▶ _WHAT TO WORK ON_: Write out the following listing's lines from the one with "123V109L293 101L283 95L279" to the one with "positive clicks: (292, 99)", exactly, with both included and no others.
DATA FOR REVIEW: Begin
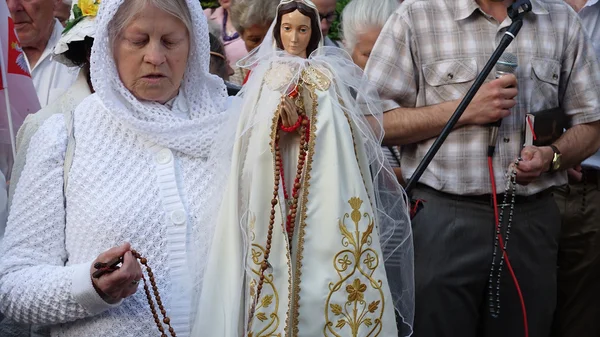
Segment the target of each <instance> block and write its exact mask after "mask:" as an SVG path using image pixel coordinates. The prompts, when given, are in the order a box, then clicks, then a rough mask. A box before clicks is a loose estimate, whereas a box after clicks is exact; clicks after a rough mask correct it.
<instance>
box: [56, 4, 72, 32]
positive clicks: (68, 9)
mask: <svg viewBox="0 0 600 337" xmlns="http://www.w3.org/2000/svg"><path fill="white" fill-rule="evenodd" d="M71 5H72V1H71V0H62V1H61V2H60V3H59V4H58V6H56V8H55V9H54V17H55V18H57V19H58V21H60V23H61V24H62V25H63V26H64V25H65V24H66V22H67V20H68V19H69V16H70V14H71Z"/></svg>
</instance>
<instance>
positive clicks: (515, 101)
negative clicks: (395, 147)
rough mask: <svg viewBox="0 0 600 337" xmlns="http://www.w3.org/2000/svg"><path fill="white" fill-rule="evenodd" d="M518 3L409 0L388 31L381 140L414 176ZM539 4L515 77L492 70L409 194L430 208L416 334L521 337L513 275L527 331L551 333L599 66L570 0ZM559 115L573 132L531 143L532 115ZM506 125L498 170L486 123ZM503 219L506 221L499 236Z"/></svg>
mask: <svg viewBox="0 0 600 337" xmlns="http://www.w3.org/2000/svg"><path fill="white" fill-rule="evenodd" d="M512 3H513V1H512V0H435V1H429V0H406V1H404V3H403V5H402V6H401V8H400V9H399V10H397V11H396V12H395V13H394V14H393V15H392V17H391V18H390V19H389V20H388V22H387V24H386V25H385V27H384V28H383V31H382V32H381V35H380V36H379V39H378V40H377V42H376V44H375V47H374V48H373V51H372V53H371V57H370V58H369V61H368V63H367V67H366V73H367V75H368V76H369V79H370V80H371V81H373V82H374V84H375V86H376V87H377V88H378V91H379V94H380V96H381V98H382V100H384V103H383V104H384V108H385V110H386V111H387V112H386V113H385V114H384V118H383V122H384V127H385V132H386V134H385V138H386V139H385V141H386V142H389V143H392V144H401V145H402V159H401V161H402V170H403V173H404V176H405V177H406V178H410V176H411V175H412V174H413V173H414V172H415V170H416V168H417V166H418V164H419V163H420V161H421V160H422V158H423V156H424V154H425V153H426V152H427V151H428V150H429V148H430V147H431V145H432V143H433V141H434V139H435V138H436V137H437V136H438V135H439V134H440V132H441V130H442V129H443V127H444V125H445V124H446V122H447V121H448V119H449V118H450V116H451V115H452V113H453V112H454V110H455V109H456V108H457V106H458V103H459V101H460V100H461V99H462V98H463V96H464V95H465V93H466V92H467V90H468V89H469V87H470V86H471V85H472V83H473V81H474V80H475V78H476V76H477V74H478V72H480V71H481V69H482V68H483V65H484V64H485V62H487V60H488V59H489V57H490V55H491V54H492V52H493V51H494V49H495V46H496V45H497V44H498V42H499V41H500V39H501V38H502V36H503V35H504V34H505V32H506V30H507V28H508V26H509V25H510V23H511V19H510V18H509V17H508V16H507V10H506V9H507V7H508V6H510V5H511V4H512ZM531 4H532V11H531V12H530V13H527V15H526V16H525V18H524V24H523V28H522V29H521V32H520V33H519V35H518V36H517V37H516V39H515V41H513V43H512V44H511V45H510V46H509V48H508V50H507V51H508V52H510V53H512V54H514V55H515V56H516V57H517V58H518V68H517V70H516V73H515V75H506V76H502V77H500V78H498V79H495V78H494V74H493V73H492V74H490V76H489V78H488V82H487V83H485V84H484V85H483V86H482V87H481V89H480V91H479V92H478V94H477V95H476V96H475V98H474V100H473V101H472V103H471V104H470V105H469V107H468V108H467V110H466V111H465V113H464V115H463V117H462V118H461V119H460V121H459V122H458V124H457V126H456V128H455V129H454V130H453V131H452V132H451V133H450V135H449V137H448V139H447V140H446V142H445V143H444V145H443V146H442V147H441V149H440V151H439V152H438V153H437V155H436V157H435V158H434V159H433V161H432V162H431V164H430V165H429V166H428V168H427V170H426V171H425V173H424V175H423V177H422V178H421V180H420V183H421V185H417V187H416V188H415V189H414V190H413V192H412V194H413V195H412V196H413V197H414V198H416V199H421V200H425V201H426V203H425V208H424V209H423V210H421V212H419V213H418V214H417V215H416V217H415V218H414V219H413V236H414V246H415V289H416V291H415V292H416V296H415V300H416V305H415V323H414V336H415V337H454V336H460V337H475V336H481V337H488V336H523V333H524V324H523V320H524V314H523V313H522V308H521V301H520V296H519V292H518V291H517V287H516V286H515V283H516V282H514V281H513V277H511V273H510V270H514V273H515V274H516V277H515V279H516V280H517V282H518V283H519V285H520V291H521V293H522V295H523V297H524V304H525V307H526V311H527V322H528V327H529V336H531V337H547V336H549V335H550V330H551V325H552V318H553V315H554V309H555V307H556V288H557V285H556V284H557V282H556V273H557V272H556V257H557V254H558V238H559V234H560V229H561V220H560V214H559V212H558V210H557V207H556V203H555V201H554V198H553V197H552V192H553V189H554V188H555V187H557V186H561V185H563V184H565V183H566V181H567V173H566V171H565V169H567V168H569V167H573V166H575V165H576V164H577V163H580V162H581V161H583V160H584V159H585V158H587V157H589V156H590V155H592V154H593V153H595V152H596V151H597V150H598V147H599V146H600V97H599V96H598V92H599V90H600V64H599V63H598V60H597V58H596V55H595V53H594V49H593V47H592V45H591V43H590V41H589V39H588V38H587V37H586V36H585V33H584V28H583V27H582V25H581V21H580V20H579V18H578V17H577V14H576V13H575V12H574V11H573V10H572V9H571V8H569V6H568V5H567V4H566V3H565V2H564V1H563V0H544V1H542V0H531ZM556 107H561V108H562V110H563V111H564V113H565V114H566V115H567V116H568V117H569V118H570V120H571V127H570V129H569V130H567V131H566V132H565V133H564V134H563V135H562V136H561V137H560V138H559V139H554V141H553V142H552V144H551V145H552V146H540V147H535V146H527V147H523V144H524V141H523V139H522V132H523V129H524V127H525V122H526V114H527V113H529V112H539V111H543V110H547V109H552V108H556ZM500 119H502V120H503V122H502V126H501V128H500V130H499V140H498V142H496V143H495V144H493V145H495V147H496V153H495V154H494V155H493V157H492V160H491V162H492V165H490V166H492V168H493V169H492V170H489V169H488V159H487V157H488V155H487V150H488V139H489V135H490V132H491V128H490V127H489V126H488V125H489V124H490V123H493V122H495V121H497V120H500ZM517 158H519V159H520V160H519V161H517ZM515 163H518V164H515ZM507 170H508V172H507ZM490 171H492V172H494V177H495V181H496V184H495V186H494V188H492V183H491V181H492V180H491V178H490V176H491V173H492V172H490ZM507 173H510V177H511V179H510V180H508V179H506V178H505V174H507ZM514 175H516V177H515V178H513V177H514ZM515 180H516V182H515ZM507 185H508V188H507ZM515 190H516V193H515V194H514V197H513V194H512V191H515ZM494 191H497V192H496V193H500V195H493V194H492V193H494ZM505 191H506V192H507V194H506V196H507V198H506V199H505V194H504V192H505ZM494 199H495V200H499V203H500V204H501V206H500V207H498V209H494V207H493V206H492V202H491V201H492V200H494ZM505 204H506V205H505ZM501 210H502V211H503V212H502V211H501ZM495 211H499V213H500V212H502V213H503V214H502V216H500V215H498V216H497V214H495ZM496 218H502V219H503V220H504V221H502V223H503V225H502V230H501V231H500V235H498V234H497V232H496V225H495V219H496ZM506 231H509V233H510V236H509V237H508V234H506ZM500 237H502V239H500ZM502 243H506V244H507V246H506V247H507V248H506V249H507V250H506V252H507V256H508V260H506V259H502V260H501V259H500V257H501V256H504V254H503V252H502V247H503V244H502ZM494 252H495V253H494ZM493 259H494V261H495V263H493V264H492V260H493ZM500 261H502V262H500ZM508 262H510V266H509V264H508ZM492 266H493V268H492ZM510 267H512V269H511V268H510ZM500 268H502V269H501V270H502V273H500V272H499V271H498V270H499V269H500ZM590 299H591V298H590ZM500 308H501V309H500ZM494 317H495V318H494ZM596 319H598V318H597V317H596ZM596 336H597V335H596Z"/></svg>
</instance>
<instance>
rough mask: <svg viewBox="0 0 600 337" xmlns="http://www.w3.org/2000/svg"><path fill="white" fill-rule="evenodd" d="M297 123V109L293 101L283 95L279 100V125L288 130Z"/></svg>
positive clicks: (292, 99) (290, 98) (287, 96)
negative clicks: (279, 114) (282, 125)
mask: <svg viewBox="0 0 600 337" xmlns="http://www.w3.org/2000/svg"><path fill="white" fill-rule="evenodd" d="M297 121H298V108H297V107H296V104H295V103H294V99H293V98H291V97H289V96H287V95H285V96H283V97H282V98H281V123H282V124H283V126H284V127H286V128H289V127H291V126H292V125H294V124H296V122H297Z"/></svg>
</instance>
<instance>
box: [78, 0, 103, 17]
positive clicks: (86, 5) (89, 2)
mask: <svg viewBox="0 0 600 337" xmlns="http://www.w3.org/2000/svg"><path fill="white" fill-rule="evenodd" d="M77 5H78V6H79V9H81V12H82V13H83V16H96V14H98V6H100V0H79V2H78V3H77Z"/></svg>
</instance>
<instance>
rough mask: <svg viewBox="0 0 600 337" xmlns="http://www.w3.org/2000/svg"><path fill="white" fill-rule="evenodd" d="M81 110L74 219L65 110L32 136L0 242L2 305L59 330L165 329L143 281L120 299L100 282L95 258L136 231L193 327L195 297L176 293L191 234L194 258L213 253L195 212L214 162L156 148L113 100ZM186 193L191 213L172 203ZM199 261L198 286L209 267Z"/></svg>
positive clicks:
DATA FOR REVIEW: End
▶ _SOLUTION TO THIS PROBLEM_:
rough mask: <svg viewBox="0 0 600 337" xmlns="http://www.w3.org/2000/svg"><path fill="white" fill-rule="evenodd" d="M297 123V109L293 101L283 95L279 100V125L288 130Z"/></svg>
positive clicks: (292, 99) (290, 98) (287, 96)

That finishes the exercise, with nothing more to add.